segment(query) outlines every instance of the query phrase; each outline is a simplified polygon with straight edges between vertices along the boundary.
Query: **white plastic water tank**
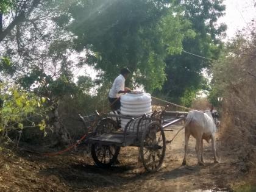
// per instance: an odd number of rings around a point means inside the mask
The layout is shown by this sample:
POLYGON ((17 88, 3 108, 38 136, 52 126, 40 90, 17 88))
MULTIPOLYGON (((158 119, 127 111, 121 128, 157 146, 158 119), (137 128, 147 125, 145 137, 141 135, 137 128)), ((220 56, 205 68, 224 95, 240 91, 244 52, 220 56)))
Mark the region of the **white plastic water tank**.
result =
MULTIPOLYGON (((136 118, 152 112, 151 96, 142 91, 132 92, 121 96, 121 114, 136 118)), ((124 130, 129 119, 121 118, 121 126, 124 130)), ((135 125, 133 125, 136 127, 135 125)), ((136 128, 134 129, 136 131, 136 128)))

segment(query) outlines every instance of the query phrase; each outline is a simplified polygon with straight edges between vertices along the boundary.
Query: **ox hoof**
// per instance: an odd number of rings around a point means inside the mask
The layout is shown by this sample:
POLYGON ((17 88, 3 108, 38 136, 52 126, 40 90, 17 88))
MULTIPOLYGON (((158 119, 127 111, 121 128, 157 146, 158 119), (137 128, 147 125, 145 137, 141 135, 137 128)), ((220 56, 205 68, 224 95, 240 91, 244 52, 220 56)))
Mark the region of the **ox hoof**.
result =
POLYGON ((205 164, 203 162, 198 162, 198 165, 201 165, 201 166, 205 166, 205 164))
POLYGON ((183 161, 182 162, 182 165, 187 165, 187 162, 186 162, 186 161, 183 161))

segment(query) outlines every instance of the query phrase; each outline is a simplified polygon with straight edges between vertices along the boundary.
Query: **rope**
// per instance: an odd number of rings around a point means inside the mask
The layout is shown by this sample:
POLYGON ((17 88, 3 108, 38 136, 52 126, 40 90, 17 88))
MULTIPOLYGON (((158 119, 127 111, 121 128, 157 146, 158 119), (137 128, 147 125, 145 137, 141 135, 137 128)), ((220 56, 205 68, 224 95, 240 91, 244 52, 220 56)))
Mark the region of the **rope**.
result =
MULTIPOLYGON (((151 98, 154 98, 155 99, 157 99, 157 100, 159 100, 159 101, 165 102, 168 103, 169 104, 171 104, 172 105, 174 105, 174 106, 176 106, 176 107, 180 107, 180 108, 185 108, 185 109, 187 109, 187 110, 196 110, 196 109, 194 109, 194 108, 188 108, 188 107, 185 107, 185 106, 182 106, 182 105, 178 105, 178 104, 174 104, 172 102, 169 102, 169 101, 165 101, 165 100, 163 100, 163 99, 159 99, 159 98, 155 98, 155 97, 153 97, 152 96, 151 96, 151 98)), ((200 111, 199 110, 197 110, 197 111, 200 111)))
POLYGON ((77 144, 79 144, 82 140, 84 140, 86 137, 87 136, 87 133, 86 133, 85 135, 84 135, 83 137, 81 137, 81 138, 78 140, 75 144, 74 144, 73 145, 71 145, 70 146, 69 146, 68 148, 62 150, 62 151, 60 151, 56 152, 53 152, 53 153, 41 153, 39 152, 36 152, 36 151, 29 151, 29 150, 27 150, 27 149, 22 149, 23 151, 27 151, 29 152, 32 152, 34 154, 40 154, 40 155, 46 155, 46 156, 55 156, 55 155, 60 155, 62 154, 63 153, 68 151, 69 150, 71 150, 71 149, 76 147, 76 146, 77 144))

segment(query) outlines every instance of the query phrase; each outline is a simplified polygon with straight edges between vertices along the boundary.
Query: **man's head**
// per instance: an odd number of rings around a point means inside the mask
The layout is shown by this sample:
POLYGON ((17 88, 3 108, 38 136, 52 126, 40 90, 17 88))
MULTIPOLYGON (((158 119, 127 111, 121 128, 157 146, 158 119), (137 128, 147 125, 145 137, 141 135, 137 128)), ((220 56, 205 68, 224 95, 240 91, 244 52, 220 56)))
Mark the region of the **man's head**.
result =
POLYGON ((124 77, 125 79, 127 79, 129 74, 130 73, 130 71, 127 68, 125 67, 121 69, 120 73, 124 77))

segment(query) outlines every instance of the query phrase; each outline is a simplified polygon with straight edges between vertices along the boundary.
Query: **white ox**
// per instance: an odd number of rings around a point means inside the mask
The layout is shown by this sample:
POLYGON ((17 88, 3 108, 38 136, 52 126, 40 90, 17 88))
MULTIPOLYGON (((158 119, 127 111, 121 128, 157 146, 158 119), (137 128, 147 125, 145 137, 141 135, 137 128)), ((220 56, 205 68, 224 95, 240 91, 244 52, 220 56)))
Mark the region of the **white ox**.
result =
POLYGON ((196 152, 198 164, 205 165, 203 159, 203 140, 208 143, 212 140, 212 146, 214 153, 214 162, 218 163, 216 155, 215 133, 216 126, 212 116, 211 111, 201 112, 192 110, 188 112, 185 123, 185 153, 182 165, 186 165, 187 150, 188 140, 191 135, 196 140, 196 152), (201 155, 200 157, 200 152, 201 155))

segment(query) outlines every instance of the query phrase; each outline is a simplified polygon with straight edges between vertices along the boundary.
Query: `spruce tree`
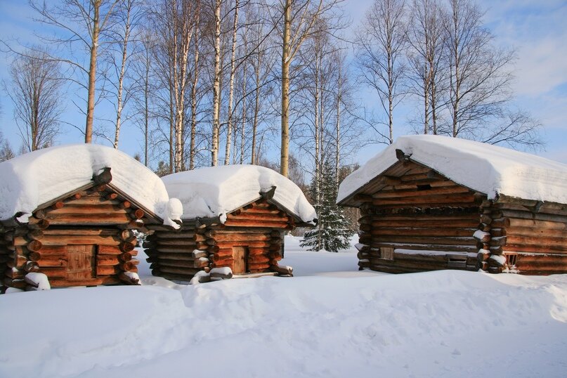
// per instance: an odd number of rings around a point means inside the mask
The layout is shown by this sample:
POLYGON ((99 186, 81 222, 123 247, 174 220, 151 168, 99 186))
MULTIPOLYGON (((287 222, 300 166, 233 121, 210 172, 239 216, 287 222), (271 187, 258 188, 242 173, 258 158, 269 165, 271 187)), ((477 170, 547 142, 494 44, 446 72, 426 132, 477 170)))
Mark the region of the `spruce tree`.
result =
POLYGON ((350 223, 335 203, 337 185, 332 164, 325 162, 322 171, 319 193, 314 193, 315 183, 311 184, 313 197, 319 199, 318 203, 313 205, 317 211, 317 226, 305 233, 300 245, 308 247, 310 251, 338 252, 350 247, 350 223))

> [What is asked] Transcribe the records above, starting at their first line and ending with the line that contains "POLYGON ((183 161, 182", with no changes, and leave out the pictures.

> [Reply to the exercise]
segment(query) outlines every instance of the query phrase; each outline is a simplified polygon with straight edges between vertices along the boundary.
Query: **white plastic water tank**
// per instance: an odd number of rings around a point means inside the mask
The layout is shown by this sample:
POLYGON ((17 88, 3 108, 38 136, 52 126, 40 90, 17 88))
MULTIPOLYGON (((158 119, 127 111, 121 128, 157 146, 158 119), (137 128, 147 125, 145 137, 141 135, 137 128)), ((220 56, 205 68, 224 95, 240 91, 244 52, 220 56)))
Mark the region of the **white plastic water tank**.
result =
MULTIPOLYGON (((136 118, 152 112, 151 96, 142 91, 132 92, 121 96, 121 114, 136 118)), ((124 130, 129 119, 121 118, 121 126, 124 130)), ((135 125, 133 125, 136 127, 135 125)), ((136 128, 134 129, 136 131, 136 128)))

segment(query) outlines every instance of the query phrase; each outline is a simplified polygon with straight edges between vertices along the boundary.
Query: **ox hoof**
// per instance: an odd number of rings around a point means inside the mask
The layout is shown by this sample:
POLYGON ((17 88, 3 108, 38 136, 52 126, 40 90, 17 88))
MULTIPOLYGON (((158 119, 127 111, 121 128, 157 146, 158 119), (137 128, 147 125, 145 137, 141 135, 137 128)), ((220 56, 205 68, 224 95, 240 91, 244 52, 220 56)))
Mark the region of the **ox hoof**.
result =
POLYGON ((205 164, 203 162, 198 162, 198 165, 201 165, 201 166, 205 166, 205 164))
POLYGON ((183 161, 182 162, 182 165, 187 165, 187 162, 186 162, 186 161, 183 161))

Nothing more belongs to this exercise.